Tuesday, June 28, 2011

The Bellevue

It was a lovely view!

I feel that this is the in-the-know haunt of beardo's and beardo-fanciers alike. Somehow between location and menu, the clientele at the Bellevue (located at 61A Bellevue at the corner of Nassau) have a certain style in common, a style reflected in the low-ceremony resto. I've been here for coffee previously, which is when I first lit on the homogeny of the indie joint. It's a kind of crowd that I feel comfortable with: those looking for cheap booze, coffee and good food, a casual setting and a lovable location. It feels like my uncles house back when I was a kid. Maybe that's just all the moustache's doing the cooking and serving...or the brown and speckled pottery?

The building used to be an eco-friendly clothes store, and the transformation is surprising to me. The new decor looks like it's been around forever or at least since the seventies. I know that this was a complete renovation, but the Bellevue has arrived with a quiet calm to announce that, actually, it's always been here, thank you. At least in spirit.
No Parlo
Their patio is a scattering of wood slotted tables and chairs, a bit wobbly. There's no fence, and the windows are big, open wide so that the interior restaurant seems to flow into the front yard, where we sit. Mary and I both order americano's to wake up (2.38$), and as I browse the menu I'm happy to note that they opt for sustainable options as much as possible. In todays geography that may no longer be unusual, but it certainly tickles me. I also read that many (or all?) their breads come from Woodlot, a bakery/restaurant that has been hanging out on my to-review list for a while. This gets me excited indeed!

The coffees are served in beautiful retro cups by our friendly lady server. I found the staff here very good. They seemed to be having fun, didn't mind answering a few questions, and didn't leave us wanting for anything. I can recommend the americano. It's got a thick froth of crema, and is pretty strong, though having more citrus than is my preference.

 A colourful plate with a 'meh' palate.
A fan of all things Latin American, Mary gets El Special (12$), which is a brekky plate of bacon or ham or sausage, cheesy scrambled eggs, tomatillo sauce, tortillas and black beans. Unfortunately this dishware is not very special! Plain white, oh well. The food is bright and the side bowl of black beans has punchy green avocado cubes on top. The tortillas remind me of cannoli's because of their shape, rolled into small tubes. Maybe a bit too small. There are only two, and they look more crisp and chewy than spongy. They prove a good dipper for the zesty tomatillo sauce, laced with lemon and cilantro but mostly full of itself. They don't help with the beans which are sitting in a soup of juice. We both find the beans sadly bland, even with the chili powder noticeable in them, onions, tomato cubes and avocado. They needed more salt, and less juice. I would also suggest baking them with a dash of sesame oil, but that's just me. The cheesy scrambled eggs please Mary who never met a wet egg she could eat. They are robust and well cooked with onions and herbs. The cheese was hard to notice. I think The Bellevue is using a soft and mild cheese, like babybel (I had something similar on my plate). Mary had asked for bacon with hers, but the kind of bacon used by the Bellevue is a thicker cut that when cooked crispy (as requested) has too strong a flavour of pork rind, and neither of us liked it much.

==============================

Directions:
Write the next part of the Bellevue restaurant review, starting right after its final sentence.

(Records of labeled regions)
==============================

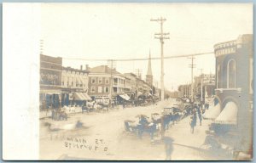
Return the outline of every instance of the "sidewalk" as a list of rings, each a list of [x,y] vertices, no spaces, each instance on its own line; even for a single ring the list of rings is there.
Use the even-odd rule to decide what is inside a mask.
[[[197,119],[197,126],[195,127],[194,133],[190,132],[189,121],[190,117],[188,116],[172,126],[166,132],[166,137],[170,137],[174,140],[172,160],[205,160],[205,157],[200,155],[200,146],[205,141],[206,131],[208,130],[208,125],[212,121],[203,120],[201,126],[200,126]]]

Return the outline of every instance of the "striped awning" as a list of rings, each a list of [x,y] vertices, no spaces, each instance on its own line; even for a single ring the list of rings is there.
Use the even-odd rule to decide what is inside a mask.
[[[83,94],[81,94],[81,93],[74,93],[73,97],[75,100],[79,100],[79,101],[85,100]]]
[[[119,96],[127,101],[130,99],[130,97],[127,94],[119,94]]]
[[[91,98],[87,94],[87,93],[82,93],[86,101],[90,101]]]

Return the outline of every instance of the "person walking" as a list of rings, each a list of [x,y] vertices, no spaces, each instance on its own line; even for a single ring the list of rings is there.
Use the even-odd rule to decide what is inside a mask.
[[[165,143],[166,160],[171,160],[172,153],[173,151],[173,139],[169,137],[164,137],[163,141]]]
[[[190,127],[191,127],[191,133],[194,133],[194,128],[196,126],[196,111],[193,110],[193,115],[190,117]]]
[[[198,118],[199,118],[199,121],[200,121],[200,126],[201,126],[202,118],[201,118],[201,111],[200,107],[197,108],[197,114],[198,114]]]

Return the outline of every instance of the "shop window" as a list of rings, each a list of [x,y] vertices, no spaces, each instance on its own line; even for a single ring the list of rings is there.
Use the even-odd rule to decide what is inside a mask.
[[[108,79],[108,77],[106,77],[106,79],[105,79],[105,84],[108,84],[109,83],[109,79]]]
[[[102,83],[102,77],[99,77],[99,84]]]
[[[95,83],[96,83],[96,78],[95,78],[95,77],[92,77],[92,78],[91,78],[91,83],[92,83],[92,84],[95,84]]]
[[[228,62],[228,69],[227,69],[227,86],[228,88],[235,88],[236,87],[236,61],[234,59],[230,59]]]
[[[91,92],[91,93],[95,93],[95,92],[96,92],[96,89],[95,89],[95,87],[94,87],[94,86],[92,86],[92,87],[90,87],[90,92]]]

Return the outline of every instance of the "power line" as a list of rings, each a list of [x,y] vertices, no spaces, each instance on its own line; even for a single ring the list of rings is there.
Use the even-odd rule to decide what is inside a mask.
[[[156,21],[160,23],[160,32],[154,33],[154,38],[159,39],[161,44],[161,101],[165,100],[165,85],[164,85],[164,40],[170,39],[169,33],[165,33],[163,31],[163,24],[166,20],[160,17],[160,19],[154,20],[151,19],[150,21]]]
[[[189,57],[188,59],[191,59],[191,65],[189,65],[189,67],[191,68],[191,100],[194,99],[194,87],[193,87],[193,69],[195,68],[195,65],[194,64],[194,59],[195,59],[193,55],[191,57]]]
[[[164,57],[165,59],[176,59],[176,58],[187,58],[191,56],[199,56],[199,55],[208,55],[212,54],[214,52],[207,52],[207,53],[192,53],[192,54],[183,54],[183,55],[172,55],[172,56],[166,56]],[[136,61],[136,60],[148,60],[148,58],[141,58],[141,59],[83,59],[83,58],[69,58],[69,57],[62,57],[65,59],[73,59],[73,60],[86,60],[86,61]],[[160,57],[153,57],[151,59],[156,60],[160,59]]]

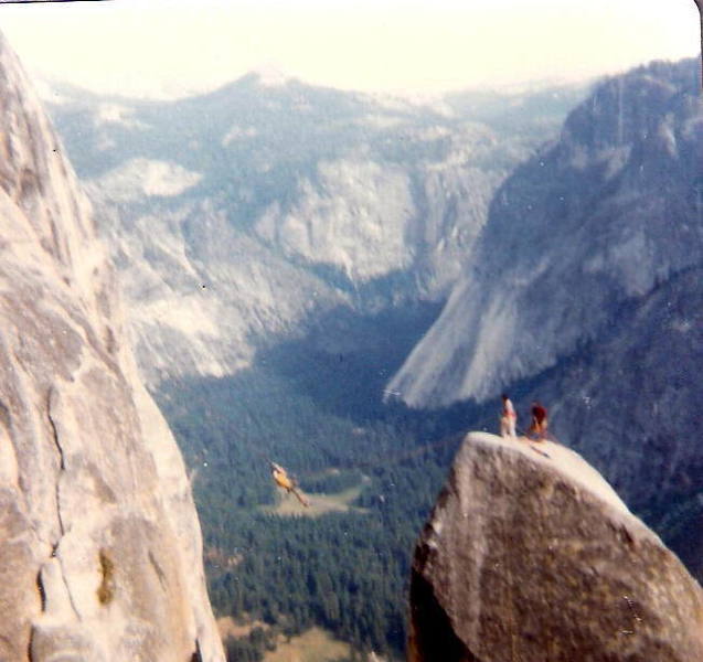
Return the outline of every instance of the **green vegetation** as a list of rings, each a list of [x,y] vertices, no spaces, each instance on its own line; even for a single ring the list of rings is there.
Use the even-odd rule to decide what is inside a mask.
[[[279,345],[252,370],[167,384],[158,395],[195,471],[214,608],[269,626],[268,643],[253,633],[228,639],[232,660],[259,660],[273,638],[315,626],[351,643],[352,659],[369,650],[403,653],[413,547],[458,433],[475,427],[481,412],[420,415],[382,405],[388,356],[404,351],[401,333],[388,337],[388,344],[356,339],[365,352]],[[266,512],[262,506],[280,498],[270,460],[296,476],[313,503],[316,494],[355,490],[345,502],[352,508],[313,517]]]

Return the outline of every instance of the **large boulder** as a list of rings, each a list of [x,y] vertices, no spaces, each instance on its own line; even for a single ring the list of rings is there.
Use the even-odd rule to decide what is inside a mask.
[[[552,442],[466,438],[417,544],[411,606],[412,662],[703,660],[701,587]]]
[[[0,35],[0,660],[224,660],[175,442]]]

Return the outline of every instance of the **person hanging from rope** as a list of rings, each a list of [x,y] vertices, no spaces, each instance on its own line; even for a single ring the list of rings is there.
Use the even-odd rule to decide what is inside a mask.
[[[530,424],[530,436],[534,435],[535,441],[546,440],[547,428],[546,407],[539,402],[532,403],[532,423]]]
[[[512,401],[508,397],[507,393],[501,396],[503,401],[503,408],[500,415],[500,436],[505,439],[507,437],[515,438],[515,425],[518,424],[518,414],[515,414],[515,407],[513,407]]]
[[[309,501],[305,498],[305,495],[298,490],[295,480],[288,476],[288,472],[276,462],[270,462],[271,467],[271,477],[274,482],[279,487],[286,490],[290,494],[292,492],[298,501],[302,503],[306,508],[310,505]]]

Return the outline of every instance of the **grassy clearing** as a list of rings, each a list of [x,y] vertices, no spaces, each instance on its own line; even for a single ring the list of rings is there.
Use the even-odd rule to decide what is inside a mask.
[[[283,495],[278,503],[276,505],[265,505],[262,510],[266,513],[288,517],[319,517],[327,513],[365,513],[368,512],[365,509],[351,505],[359,498],[362,490],[363,485],[355,485],[334,494],[306,494],[310,503],[307,508],[296,499],[295,494],[286,494],[281,490]]]
[[[264,656],[264,662],[333,662],[348,658],[349,644],[334,639],[327,630],[312,628],[300,637],[281,642]]]
[[[263,628],[266,630],[268,626],[264,621],[254,620],[241,623],[235,621],[231,616],[223,616],[217,619],[217,631],[222,641],[227,637],[246,637],[254,628]]]

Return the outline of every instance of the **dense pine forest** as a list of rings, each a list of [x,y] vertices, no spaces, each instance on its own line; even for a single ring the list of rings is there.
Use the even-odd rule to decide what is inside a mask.
[[[403,653],[415,540],[461,433],[490,420],[494,407],[420,414],[384,405],[383,352],[376,362],[299,342],[237,375],[161,391],[191,471],[215,610],[269,626],[230,639],[233,660],[259,660],[277,633],[313,624],[354,654]],[[339,512],[277,514],[275,504],[295,496],[277,491],[270,461],[313,501],[352,499]]]

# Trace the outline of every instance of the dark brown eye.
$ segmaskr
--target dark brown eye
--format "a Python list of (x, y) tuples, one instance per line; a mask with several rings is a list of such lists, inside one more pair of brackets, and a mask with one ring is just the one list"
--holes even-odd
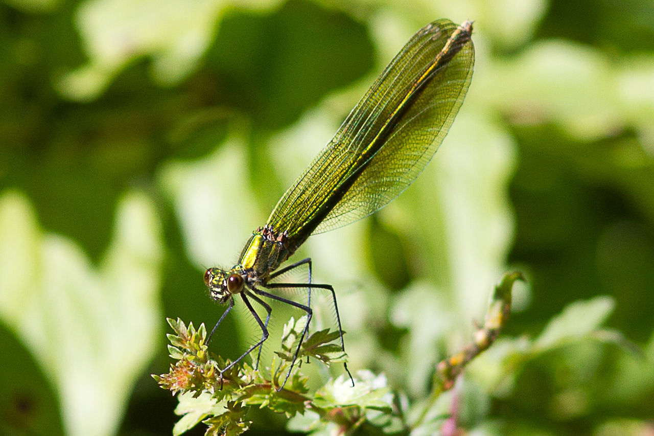
[(243, 278), (239, 274), (232, 274), (227, 279), (227, 290), (230, 293), (235, 294), (243, 289)]
[(211, 269), (209, 268), (205, 271), (205, 284), (207, 286), (211, 283), (211, 279), (213, 278), (213, 274), (211, 272)]

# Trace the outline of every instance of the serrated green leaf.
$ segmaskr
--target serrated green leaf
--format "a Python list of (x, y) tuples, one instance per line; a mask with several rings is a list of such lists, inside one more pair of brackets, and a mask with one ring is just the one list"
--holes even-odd
[[(343, 332), (345, 333), (345, 332)], [(302, 348), (309, 350), (313, 347), (336, 340), (340, 337), (337, 331), (330, 332), (329, 329), (320, 330), (311, 335), (304, 340)]]
[(358, 406), (390, 410), (390, 403), (381, 399), (389, 391), (385, 376), (375, 376), (370, 371), (362, 371), (357, 372), (354, 387), (349, 378), (339, 376), (321, 388), (313, 402), (318, 407)]
[(172, 345), (168, 346), (168, 354), (171, 358), (175, 360), (179, 360), (184, 357), (184, 352), (179, 350), (179, 348), (174, 347)]

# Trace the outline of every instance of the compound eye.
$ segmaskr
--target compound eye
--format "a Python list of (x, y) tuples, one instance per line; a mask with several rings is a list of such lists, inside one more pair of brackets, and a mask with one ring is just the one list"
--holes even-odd
[(209, 268), (205, 271), (205, 284), (209, 286), (211, 283), (212, 278), (213, 278), (213, 273), (211, 272), (211, 269)]
[(243, 278), (239, 274), (232, 274), (227, 279), (227, 290), (231, 294), (241, 292), (243, 289)]

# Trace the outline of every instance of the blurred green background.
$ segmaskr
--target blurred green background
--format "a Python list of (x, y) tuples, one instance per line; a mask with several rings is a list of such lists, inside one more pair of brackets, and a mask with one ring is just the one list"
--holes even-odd
[[(475, 20), (477, 60), (434, 162), (294, 259), (337, 289), (350, 367), (419, 402), (520, 269), (504, 339), (452, 394), (461, 428), (652, 434), (650, 0), (5, 0), (0, 433), (170, 434), (176, 400), (150, 376), (170, 363), (165, 317), (213, 326), (204, 268), (233, 263), (441, 17)], [(235, 312), (212, 342), (226, 357), (256, 335)], [(283, 417), (249, 418), (286, 434)]]

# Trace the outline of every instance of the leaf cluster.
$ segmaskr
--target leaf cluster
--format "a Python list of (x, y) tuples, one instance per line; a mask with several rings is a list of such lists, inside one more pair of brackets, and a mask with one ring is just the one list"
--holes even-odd
[[(429, 401), (421, 406), (417, 418), (409, 419), (405, 399), (393, 393), (385, 376), (362, 371), (353, 380), (341, 375), (310, 392), (307, 378), (300, 372), (303, 359), (315, 359), (326, 365), (345, 363), (347, 355), (340, 346), (337, 332), (320, 330), (300, 346), (295, 361), (295, 344), (306, 325), (306, 317), (291, 318), (284, 325), (281, 350), (276, 352), (269, 367), (257, 370), (239, 362), (224, 371), (229, 361), (210, 352), (204, 324), (196, 329), (180, 319), (168, 319), (175, 331), (169, 334), (170, 357), (177, 361), (167, 374), (153, 375), (162, 388), (179, 394), (175, 412), (183, 415), (173, 434), (179, 435), (200, 422), (207, 426), (206, 434), (235, 436), (249, 428), (248, 410), (257, 407), (284, 414), (291, 420), (290, 428), (320, 433), (331, 428), (337, 434), (407, 435), (422, 426), (428, 413), (440, 395), (454, 386), (464, 368), (497, 338), (508, 319), (513, 283), (522, 280), (520, 273), (507, 273), (498, 286), (483, 325), (479, 326), (472, 342), (443, 360), (436, 367)], [(290, 374), (284, 380), (288, 371)], [(437, 417), (442, 421), (447, 416)], [(411, 421), (411, 422), (409, 422)], [(433, 425), (434, 419), (428, 423)]]

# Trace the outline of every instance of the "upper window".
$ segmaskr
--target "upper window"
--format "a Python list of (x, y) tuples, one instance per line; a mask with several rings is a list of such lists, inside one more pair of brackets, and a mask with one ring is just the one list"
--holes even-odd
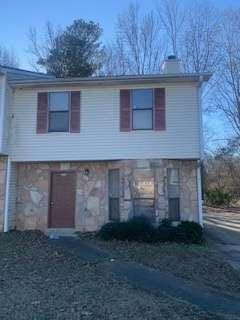
[(69, 131), (69, 93), (49, 93), (49, 127), (48, 131)]
[(153, 91), (152, 89), (132, 90), (133, 130), (153, 128)]

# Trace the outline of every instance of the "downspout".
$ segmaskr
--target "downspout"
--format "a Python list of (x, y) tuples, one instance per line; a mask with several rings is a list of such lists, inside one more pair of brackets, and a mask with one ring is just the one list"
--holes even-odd
[(203, 159), (203, 123), (202, 123), (202, 84), (203, 77), (199, 78), (199, 87), (198, 87), (198, 112), (199, 112), (199, 161), (197, 163), (197, 197), (198, 197), (198, 221), (201, 226), (203, 226), (203, 198), (202, 198), (202, 159)]
[(201, 162), (197, 166), (198, 221), (203, 226)]
[(7, 158), (7, 171), (6, 171), (6, 184), (5, 184), (5, 201), (4, 201), (4, 226), (3, 231), (7, 232), (9, 230), (8, 225), (8, 211), (9, 211), (9, 191), (10, 191), (10, 178), (11, 178), (11, 160), (10, 157)]
[(3, 153), (3, 135), (4, 135), (4, 114), (5, 114), (5, 103), (6, 103), (6, 89), (7, 89), (7, 75), (6, 73), (3, 76), (3, 85), (2, 85), (2, 99), (0, 103), (0, 153)]

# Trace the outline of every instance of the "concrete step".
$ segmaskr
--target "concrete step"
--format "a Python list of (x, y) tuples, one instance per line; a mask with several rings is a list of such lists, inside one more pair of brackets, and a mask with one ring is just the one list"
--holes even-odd
[(74, 237), (76, 238), (76, 229), (74, 228), (49, 228), (45, 232), (51, 239), (58, 239), (60, 237)]

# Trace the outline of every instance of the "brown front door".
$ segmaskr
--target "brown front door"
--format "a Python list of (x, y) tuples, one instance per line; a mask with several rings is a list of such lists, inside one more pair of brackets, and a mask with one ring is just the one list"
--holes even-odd
[(51, 174), (49, 228), (73, 228), (75, 214), (76, 173)]

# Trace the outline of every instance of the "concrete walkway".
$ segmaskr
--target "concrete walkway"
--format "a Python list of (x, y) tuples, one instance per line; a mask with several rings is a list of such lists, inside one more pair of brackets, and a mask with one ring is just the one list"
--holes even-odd
[(118, 280), (126, 280), (134, 287), (153, 294), (166, 293), (174, 298), (183, 299), (212, 313), (240, 316), (240, 297), (219, 295), (218, 292), (190, 286), (185, 280), (136, 263), (111, 259), (111, 255), (92, 246), (86, 241), (75, 238), (52, 240), (59, 248), (77, 255), (81, 260), (95, 263), (103, 273), (112, 273)]
[(240, 271), (240, 211), (208, 208), (204, 226), (210, 244)]

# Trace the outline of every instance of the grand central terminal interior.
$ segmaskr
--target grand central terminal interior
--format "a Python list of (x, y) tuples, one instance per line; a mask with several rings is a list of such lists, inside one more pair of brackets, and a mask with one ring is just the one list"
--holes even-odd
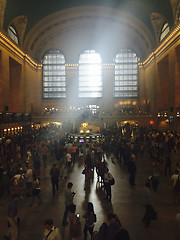
[[(53, 198), (49, 171), (56, 162), (61, 172), (61, 164), (49, 150), (47, 167), (41, 165), (42, 204), (29, 207), (26, 196), (18, 203), (18, 240), (43, 239), (43, 223), (49, 218), (60, 229), (62, 239), (69, 239), (69, 226), (61, 226), (64, 189), (69, 181), (77, 191), (80, 216), (85, 204), (93, 202), (95, 230), (108, 213), (115, 212), (133, 240), (179, 239), (175, 216), (180, 209), (172, 203), (170, 176), (180, 160), (179, 0), (0, 0), (0, 145), (29, 131), (34, 131), (35, 139), (36, 131), (48, 128), (56, 129), (52, 132), (56, 137), (58, 132), (58, 139), (66, 136), (64, 144), (82, 145), (84, 151), (87, 145), (104, 143), (110, 129), (114, 131), (112, 141), (119, 133), (127, 140), (131, 129), (131, 140), (125, 145), (132, 147), (138, 136), (136, 186), (129, 187), (128, 168), (119, 162), (112, 147), (102, 158), (116, 178), (111, 203), (105, 202), (97, 189), (96, 174), (88, 194), (83, 190), (79, 155)], [(150, 129), (144, 139), (142, 129)], [(158, 219), (147, 228), (141, 221), (144, 208), (139, 193), (154, 167), (146, 142), (149, 136), (158, 141), (162, 136), (165, 143), (173, 139), (174, 145), (171, 174), (160, 173), (159, 192), (153, 193)], [(141, 154), (143, 147), (145, 155)], [(1, 152), (0, 165), (6, 171), (8, 151), (3, 152), (2, 147)], [(6, 219), (12, 194), (0, 195), (0, 211)], [(7, 223), (0, 221), (0, 232), (7, 235)], [(83, 239), (83, 221), (82, 217), (79, 240)]]

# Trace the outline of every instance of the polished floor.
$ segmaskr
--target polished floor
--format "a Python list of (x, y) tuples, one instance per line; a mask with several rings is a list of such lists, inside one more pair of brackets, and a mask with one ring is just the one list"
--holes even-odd
[[(179, 155), (172, 153), (172, 170)], [(73, 182), (73, 190), (77, 191), (74, 203), (77, 205), (77, 212), (80, 213), (82, 228), (84, 225), (83, 214), (86, 203), (94, 203), (97, 214), (97, 222), (94, 230), (98, 230), (105, 221), (109, 212), (116, 213), (124, 228), (129, 231), (131, 240), (178, 240), (180, 239), (180, 228), (175, 221), (176, 213), (180, 212), (180, 205), (174, 205), (172, 201), (171, 176), (160, 176), (158, 192), (153, 192), (154, 207), (158, 212), (158, 219), (151, 222), (146, 227), (141, 221), (144, 214), (144, 207), (141, 203), (141, 189), (145, 180), (152, 173), (152, 163), (147, 155), (139, 156), (136, 160), (137, 176), (136, 186), (130, 187), (128, 183), (127, 167), (123, 164), (113, 163), (111, 156), (106, 156), (110, 172), (116, 179), (112, 187), (112, 202), (104, 200), (104, 192), (97, 183), (97, 176), (88, 191), (84, 190), (84, 175), (82, 174), (83, 163), (76, 160), (76, 163), (68, 171), (66, 180), (61, 180), (59, 192), (53, 196), (49, 171), (54, 163), (54, 159), (48, 159), (48, 167), (41, 170), (41, 196), (42, 204), (38, 200), (30, 207), (31, 199), (25, 197), (19, 200), (19, 216), (21, 225), (19, 228), (18, 240), (40, 240), (43, 238), (44, 220), (53, 218), (57, 227), (60, 228), (63, 239), (69, 239), (69, 226), (62, 226), (62, 216), (64, 212), (64, 188), (68, 181)], [(10, 197), (4, 196), (0, 199), (0, 239), (7, 231), (6, 212)], [(83, 234), (81, 239), (83, 239)], [(90, 239), (90, 238), (89, 238)]]

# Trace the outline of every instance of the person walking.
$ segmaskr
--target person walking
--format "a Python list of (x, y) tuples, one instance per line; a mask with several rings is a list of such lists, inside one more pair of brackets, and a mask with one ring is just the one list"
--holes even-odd
[(4, 239), (17, 240), (18, 237), (18, 207), (17, 201), (19, 200), (19, 195), (14, 194), (12, 201), (8, 206), (7, 219), (8, 219), (8, 234), (4, 236)]
[(88, 202), (87, 210), (83, 217), (85, 218), (84, 240), (87, 240), (87, 232), (90, 233), (91, 239), (92, 239), (94, 223), (97, 221), (96, 214), (94, 213), (94, 206), (93, 206), (92, 202)]
[(44, 222), (45, 231), (43, 240), (62, 240), (59, 228), (57, 228), (52, 219), (46, 219)]
[(106, 198), (108, 201), (111, 201), (111, 181), (113, 180), (112, 174), (109, 172), (109, 169), (106, 167), (104, 172), (104, 187), (106, 191)]
[(70, 240), (78, 240), (81, 237), (81, 221), (80, 215), (76, 214), (76, 205), (69, 207), (69, 238)]
[(179, 170), (175, 170), (174, 174), (171, 177), (171, 180), (173, 182), (173, 202), (174, 204), (178, 203), (179, 196), (180, 196), (180, 187), (178, 183), (180, 176), (179, 176)]
[(35, 198), (39, 199), (39, 204), (42, 203), (40, 193), (41, 193), (40, 180), (37, 178), (32, 183), (32, 201), (31, 201), (30, 207), (33, 205)]
[(71, 192), (72, 186), (73, 186), (73, 183), (68, 182), (67, 188), (65, 189), (65, 211), (64, 211), (63, 220), (62, 220), (63, 225), (68, 224), (67, 217), (68, 217), (69, 209), (70, 209), (70, 206), (73, 204), (74, 195), (76, 194), (75, 192)]
[(142, 218), (142, 221), (145, 222), (146, 226), (150, 225), (151, 217), (152, 217), (152, 195), (151, 195), (151, 184), (149, 181), (146, 181), (143, 189), (142, 189), (142, 202), (146, 208), (145, 214)]
[(129, 170), (129, 184), (131, 186), (135, 186), (135, 176), (136, 176), (136, 162), (135, 162), (135, 155), (131, 155), (131, 159), (128, 164), (128, 170)]
[(51, 183), (52, 183), (52, 192), (53, 195), (55, 195), (55, 189), (58, 191), (59, 189), (59, 179), (60, 179), (60, 171), (57, 168), (56, 164), (53, 164), (53, 167), (50, 170), (50, 176), (51, 176)]
[(120, 221), (114, 213), (107, 215), (107, 220), (99, 228), (99, 240), (116, 240), (120, 231)]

==============================

Task output:
A corkscrewky sausage!
Interested as always in exploration, but craving eggs, I went for a plate with a unlikely assembly of nibbles, The Unusual (12$). Sunnyside eggs, sausage (chipolata, I think), sliced oven roasted beets, cheddar (though I again swear this was Babybel), kimchi (not house-made, but procured elsewhere in Kensington), with Woodlot's toast and fresh fruit. Yummy! It was a bit of a multicultural smorgasbord, and all things I enjoy separately. The Woodlot bread was GREAT. It was sliced thin and toasted to the texture of crostini, but still chewy and absorbant. Like all my favourite breads it was really grainy. The butter had melted and seeped in. Some flavours matched better than others. I tried kimchi with runny egg on the toast. Good combo. GREAT combo, with the vinegar, chili, tomato sauce and egg! The beets with green onions were sweet, cool and refreshing after the spicy kimchi, and tasted nice with the strawberries and blueberries. We both loved the sausage. It was meaty without being fatty. It tasted like a traditional English banger, but not nearly so fatty, with a crisper skin.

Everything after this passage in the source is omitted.